Goal:
Locate each line in the entries that contains the string "green" and copy those lines out. Treat uppercase and lowercase as different.
>> Begin Records for this task
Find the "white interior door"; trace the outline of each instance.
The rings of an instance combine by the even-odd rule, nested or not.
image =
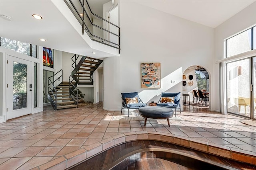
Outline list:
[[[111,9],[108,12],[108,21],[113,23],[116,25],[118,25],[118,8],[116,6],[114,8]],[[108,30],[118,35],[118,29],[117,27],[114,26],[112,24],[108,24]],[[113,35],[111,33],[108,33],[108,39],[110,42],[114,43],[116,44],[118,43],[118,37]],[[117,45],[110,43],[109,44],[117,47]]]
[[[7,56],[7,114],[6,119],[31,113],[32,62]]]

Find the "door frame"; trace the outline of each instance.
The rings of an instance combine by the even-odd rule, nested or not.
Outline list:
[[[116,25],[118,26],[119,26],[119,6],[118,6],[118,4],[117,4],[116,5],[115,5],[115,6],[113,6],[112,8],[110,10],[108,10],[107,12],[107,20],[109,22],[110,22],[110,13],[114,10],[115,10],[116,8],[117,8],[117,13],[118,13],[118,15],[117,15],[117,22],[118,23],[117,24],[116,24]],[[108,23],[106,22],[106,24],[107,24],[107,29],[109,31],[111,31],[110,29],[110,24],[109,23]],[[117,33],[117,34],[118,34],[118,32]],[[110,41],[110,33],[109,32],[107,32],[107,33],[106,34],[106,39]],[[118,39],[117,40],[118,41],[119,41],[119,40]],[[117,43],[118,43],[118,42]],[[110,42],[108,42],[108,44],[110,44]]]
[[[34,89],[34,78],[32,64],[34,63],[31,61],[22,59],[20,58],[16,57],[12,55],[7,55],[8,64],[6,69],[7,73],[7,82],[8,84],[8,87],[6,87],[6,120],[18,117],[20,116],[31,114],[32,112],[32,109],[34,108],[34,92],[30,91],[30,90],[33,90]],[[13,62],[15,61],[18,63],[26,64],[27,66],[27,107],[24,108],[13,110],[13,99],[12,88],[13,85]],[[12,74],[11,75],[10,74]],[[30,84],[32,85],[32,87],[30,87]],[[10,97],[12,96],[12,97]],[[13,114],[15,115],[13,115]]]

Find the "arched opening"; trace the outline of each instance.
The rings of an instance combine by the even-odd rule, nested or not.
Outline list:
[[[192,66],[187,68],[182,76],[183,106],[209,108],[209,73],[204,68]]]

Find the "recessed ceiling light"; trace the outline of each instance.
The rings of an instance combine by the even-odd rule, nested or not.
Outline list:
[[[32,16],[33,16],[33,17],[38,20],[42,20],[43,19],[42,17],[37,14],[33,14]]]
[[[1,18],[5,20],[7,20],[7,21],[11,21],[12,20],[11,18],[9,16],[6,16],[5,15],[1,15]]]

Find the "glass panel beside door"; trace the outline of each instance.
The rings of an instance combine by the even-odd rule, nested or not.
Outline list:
>> End Records for this task
>> Begin Records for this task
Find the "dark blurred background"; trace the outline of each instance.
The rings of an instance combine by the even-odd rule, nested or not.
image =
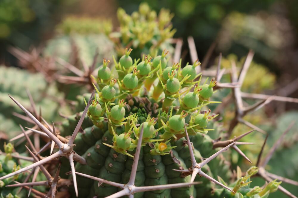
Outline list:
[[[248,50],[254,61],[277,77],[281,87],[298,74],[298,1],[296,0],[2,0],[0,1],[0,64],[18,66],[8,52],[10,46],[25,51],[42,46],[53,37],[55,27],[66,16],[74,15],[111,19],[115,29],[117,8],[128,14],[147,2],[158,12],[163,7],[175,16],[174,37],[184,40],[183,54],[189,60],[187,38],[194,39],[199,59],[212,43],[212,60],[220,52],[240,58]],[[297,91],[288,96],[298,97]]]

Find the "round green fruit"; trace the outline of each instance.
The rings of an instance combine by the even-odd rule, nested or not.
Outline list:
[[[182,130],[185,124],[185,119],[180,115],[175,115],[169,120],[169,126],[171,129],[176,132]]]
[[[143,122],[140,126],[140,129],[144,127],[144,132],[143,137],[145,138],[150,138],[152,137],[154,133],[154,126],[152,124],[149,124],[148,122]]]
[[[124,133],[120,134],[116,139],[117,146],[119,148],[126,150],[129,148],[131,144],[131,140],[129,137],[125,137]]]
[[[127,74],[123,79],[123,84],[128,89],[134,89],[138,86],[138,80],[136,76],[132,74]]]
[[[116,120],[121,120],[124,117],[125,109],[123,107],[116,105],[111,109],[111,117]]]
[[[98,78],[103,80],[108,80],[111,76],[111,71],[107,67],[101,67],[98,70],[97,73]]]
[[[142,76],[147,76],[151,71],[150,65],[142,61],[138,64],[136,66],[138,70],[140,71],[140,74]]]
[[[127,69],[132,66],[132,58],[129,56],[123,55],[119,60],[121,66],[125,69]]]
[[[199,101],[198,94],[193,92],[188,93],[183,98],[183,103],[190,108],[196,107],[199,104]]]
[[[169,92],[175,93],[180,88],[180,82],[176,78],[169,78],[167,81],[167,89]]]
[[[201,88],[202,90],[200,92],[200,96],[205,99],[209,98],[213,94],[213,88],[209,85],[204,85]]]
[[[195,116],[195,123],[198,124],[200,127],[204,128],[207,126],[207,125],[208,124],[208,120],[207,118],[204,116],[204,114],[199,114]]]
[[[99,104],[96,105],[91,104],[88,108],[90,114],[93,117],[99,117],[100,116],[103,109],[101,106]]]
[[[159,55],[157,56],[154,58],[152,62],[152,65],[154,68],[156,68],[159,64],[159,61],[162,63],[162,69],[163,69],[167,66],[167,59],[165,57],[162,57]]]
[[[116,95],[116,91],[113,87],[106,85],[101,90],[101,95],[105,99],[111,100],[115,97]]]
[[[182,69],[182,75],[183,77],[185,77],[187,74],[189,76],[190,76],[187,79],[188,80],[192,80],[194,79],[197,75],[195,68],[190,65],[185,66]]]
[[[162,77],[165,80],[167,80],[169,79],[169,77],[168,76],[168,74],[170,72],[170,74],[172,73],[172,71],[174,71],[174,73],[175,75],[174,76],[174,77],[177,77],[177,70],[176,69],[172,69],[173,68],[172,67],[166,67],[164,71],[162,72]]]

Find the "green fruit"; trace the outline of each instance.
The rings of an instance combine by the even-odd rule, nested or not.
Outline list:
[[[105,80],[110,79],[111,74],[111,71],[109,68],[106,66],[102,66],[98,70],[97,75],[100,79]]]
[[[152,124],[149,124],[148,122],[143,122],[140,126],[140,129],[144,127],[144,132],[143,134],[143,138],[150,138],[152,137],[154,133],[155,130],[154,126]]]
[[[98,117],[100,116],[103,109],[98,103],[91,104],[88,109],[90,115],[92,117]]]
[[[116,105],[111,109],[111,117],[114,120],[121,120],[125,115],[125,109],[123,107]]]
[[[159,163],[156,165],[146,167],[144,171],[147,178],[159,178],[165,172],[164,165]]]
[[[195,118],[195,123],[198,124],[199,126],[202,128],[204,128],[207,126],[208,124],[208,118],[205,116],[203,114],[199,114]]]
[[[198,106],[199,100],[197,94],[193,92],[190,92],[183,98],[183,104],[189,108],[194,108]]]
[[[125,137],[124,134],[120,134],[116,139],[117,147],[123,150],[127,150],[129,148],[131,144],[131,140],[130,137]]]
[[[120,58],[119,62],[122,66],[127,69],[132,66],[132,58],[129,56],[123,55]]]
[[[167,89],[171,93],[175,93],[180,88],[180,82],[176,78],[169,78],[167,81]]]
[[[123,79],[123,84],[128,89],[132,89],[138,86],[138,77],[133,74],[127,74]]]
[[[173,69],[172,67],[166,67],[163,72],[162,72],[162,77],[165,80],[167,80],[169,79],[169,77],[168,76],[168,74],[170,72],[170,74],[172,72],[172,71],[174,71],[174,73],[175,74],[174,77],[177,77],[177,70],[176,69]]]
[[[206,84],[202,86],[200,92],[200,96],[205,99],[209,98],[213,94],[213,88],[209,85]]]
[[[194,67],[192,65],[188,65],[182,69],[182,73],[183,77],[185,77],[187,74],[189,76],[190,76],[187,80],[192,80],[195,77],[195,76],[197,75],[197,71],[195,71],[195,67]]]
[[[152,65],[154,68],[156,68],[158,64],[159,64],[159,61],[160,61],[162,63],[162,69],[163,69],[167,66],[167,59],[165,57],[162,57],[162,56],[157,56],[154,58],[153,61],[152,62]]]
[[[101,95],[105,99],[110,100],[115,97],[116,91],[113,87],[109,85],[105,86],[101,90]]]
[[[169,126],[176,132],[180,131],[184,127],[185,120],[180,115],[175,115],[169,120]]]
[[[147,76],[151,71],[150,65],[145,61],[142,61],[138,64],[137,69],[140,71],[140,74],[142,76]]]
>> End Records for this task
Exercise response:
Find the "round green fruit"; trace the outline of each instance.
Find the "green fruit"; trace the outline of each instance.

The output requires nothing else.